• Required work: Write out the complete data exactly as written.

• Data provided:
▬▬▬

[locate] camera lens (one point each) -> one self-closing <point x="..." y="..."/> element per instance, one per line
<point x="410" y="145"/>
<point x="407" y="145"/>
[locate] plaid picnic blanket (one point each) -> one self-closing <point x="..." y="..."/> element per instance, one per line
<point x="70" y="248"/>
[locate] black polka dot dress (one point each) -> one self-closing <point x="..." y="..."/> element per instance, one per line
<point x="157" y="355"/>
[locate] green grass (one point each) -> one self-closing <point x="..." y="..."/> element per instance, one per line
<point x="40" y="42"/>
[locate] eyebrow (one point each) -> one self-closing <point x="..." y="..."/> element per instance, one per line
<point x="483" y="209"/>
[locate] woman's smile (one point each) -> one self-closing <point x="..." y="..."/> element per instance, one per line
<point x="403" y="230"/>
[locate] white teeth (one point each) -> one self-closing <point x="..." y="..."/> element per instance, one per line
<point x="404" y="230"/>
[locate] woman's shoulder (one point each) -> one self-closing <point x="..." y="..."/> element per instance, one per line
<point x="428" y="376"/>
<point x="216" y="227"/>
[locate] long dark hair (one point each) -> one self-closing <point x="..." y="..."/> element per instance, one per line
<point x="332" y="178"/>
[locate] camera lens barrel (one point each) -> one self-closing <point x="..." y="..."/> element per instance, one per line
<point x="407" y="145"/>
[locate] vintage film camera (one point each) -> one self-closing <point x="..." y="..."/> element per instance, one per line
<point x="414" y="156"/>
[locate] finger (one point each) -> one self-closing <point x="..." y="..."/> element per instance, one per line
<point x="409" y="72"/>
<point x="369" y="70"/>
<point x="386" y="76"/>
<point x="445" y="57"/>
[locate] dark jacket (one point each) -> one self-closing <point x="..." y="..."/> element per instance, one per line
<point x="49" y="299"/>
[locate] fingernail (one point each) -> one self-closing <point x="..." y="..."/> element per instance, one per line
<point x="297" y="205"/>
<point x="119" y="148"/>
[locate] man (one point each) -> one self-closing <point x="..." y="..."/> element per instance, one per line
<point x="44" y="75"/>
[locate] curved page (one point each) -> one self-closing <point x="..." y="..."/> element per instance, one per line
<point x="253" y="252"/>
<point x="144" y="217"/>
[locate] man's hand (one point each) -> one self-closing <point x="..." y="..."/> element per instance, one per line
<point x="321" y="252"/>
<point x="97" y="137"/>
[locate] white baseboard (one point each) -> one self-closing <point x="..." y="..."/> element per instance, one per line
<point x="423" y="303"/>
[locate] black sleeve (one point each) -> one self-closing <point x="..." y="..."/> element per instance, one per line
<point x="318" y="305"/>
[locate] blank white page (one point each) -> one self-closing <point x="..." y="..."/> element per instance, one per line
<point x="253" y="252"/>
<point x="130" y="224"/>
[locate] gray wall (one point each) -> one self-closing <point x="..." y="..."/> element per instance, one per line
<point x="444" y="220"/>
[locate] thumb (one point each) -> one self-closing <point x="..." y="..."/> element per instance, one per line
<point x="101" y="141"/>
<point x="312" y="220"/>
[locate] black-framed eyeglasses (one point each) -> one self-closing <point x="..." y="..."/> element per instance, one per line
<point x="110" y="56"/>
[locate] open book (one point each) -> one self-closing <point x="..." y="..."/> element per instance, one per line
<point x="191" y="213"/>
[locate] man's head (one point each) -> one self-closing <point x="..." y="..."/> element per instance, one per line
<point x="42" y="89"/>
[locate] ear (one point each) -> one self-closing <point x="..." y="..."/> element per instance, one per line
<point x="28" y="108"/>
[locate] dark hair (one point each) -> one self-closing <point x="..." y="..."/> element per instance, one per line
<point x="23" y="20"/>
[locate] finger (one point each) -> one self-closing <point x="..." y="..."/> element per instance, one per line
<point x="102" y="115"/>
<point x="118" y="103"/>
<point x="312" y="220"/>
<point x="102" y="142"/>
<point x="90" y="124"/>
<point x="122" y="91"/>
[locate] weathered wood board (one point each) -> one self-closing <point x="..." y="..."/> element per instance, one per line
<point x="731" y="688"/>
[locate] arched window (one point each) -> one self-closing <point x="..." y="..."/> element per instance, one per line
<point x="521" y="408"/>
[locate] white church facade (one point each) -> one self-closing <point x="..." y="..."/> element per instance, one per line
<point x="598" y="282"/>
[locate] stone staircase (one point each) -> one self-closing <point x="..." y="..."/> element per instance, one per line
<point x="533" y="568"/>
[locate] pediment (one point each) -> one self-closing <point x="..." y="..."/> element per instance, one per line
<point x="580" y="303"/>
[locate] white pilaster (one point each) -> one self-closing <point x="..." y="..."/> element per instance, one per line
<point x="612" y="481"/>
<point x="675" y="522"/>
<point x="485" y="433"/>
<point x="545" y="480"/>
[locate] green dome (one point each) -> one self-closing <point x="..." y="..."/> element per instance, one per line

▬▬▬

• Exercise answer:
[locate] camera lens (one point each) -> one self-closing <point x="..." y="..."/> element per instance, one per line
<point x="410" y="145"/>
<point x="407" y="145"/>
[locate] plaid picnic blanket (one point each) -> one self-closing <point x="..." y="..."/> element per instance, one per line
<point x="70" y="248"/>
[locate] black polka dot dress (one point each) -> one self-closing <point x="..." y="..."/> element per instance, one per line
<point x="157" y="355"/>
[locate] green grass (one point each) -> one self-closing <point x="..." y="..."/> element per instance, one per line
<point x="40" y="42"/>
[locate] eyebrow (one point each) -> one self-closing <point x="..." y="..."/> element per instance, one per line
<point x="483" y="209"/>
[locate] woman's smile (one point each) -> one self-closing <point x="..." y="..."/> element per instance, one per line
<point x="403" y="230"/>
[locate] white teeth (one point each) -> one self-closing <point x="..." y="..."/> element per instance, one per line
<point x="404" y="230"/>
[locate] woman's shoulder (one point each) -> one self-closing <point x="..." y="..."/> element per instance, one per line
<point x="428" y="376"/>
<point x="216" y="227"/>
[locate] long dark hair (one point each) -> one self-closing <point x="..." y="..."/> element per instance, one per line
<point x="332" y="178"/>
[locate] camera lens barrel (one point each) -> one self-closing <point x="..." y="..."/> element per instance, one per line
<point x="407" y="145"/>
[locate] vintage film camera (one point each) -> one self-closing <point x="..." y="..."/> element per instance, one per line
<point x="414" y="156"/>
[locate] finger (one point each) -> one self-closing <point x="..." y="..."/> element per instance, one per line
<point x="409" y="72"/>
<point x="369" y="70"/>
<point x="386" y="76"/>
<point x="445" y="57"/>
[locate] dark jacket (one point each) -> one self-closing <point x="..." y="..."/> element per instance, one per line
<point x="49" y="299"/>
[locate] fingernail (one point each) -> one self-closing <point x="..." y="..."/> element per instance, one per line
<point x="297" y="205"/>
<point x="119" y="148"/>
[locate] man (one point each) -> one self-closing <point x="..." y="..."/> element per instance, one per line
<point x="44" y="75"/>
[locate] curved page (one point each) -> one self-closing <point x="..." y="..."/> element per instance, one per line
<point x="253" y="252"/>
<point x="144" y="217"/>
[locate] man's hand (one point each) -> one self-closing <point x="..." y="..."/> element per instance, one per line
<point x="321" y="252"/>
<point x="97" y="137"/>
[locate] white baseboard (one point each) -> one self-closing <point x="..." y="..."/> element per instance, one per line
<point x="423" y="303"/>
[locate] black sleeve (one point each) -> one self-closing <point x="..." y="..."/> element per instance, one per line
<point x="318" y="305"/>
[locate] blank white page (one point each) -> one self-closing <point x="..." y="..."/> element per instance, one per line
<point x="253" y="252"/>
<point x="130" y="224"/>
[locate] gray wall (one point each) -> one self-closing <point x="..." y="..."/> element per instance, one per line
<point x="444" y="220"/>
[locate] thumb (one point each) -> one self-closing <point x="..." y="..."/> element per instance, one per line
<point x="101" y="141"/>
<point x="312" y="220"/>
[locate] black-framed eyeglasses (one point each) -> one self-closing <point x="..." y="..."/> element per instance, one per line
<point x="110" y="56"/>
[locate] open book (one point each) -> one self-closing <point x="..." y="..."/> element per instance, one per line
<point x="191" y="213"/>
[locate] man's head (one point each) -> one self-closing <point x="..." y="..."/> element per instance, one per line
<point x="42" y="89"/>
[locate] ear (one point each) -> one self-closing <point x="..." y="..."/> element per instance, one per line
<point x="28" y="108"/>
[locate] dark hair (one point each) -> one self-closing <point x="..." y="..."/> element per instance, one per line
<point x="23" y="20"/>
[locate] finger (one point each) -> one self-closing <point x="..." y="..."/> element per instance, one per line
<point x="102" y="115"/>
<point x="118" y="103"/>
<point x="312" y="220"/>
<point x="102" y="142"/>
<point x="90" y="124"/>
<point x="122" y="91"/>
[locate] weathered wood board (one point each) -> one self-closing <point x="..." y="..."/> element per instance, one per line
<point x="731" y="688"/>
[locate] arched window (one point each) -> one self-closing <point x="..." y="..."/> element per instance, one per line
<point x="521" y="408"/>
[locate] white church facade (one point each) -> one self-closing <point x="..." y="..."/> element per instance, one per line
<point x="598" y="282"/>
[locate] stone staircase (one point each) -> one self-closing <point x="..." y="..."/> element per instance, one per line
<point x="533" y="568"/>
[locate] pediment (one point each) -> one self-closing <point x="..." y="..."/> element per instance, one per line
<point x="580" y="303"/>
[locate] white pilaster (one point each) -> one self-closing <point x="..." y="..."/> element per instance, one per line
<point x="612" y="481"/>
<point x="675" y="522"/>
<point x="485" y="433"/>
<point x="545" y="480"/>
[locate] green dome (one point each) -> one self-closing <point x="..." y="..."/> element per instance, one per line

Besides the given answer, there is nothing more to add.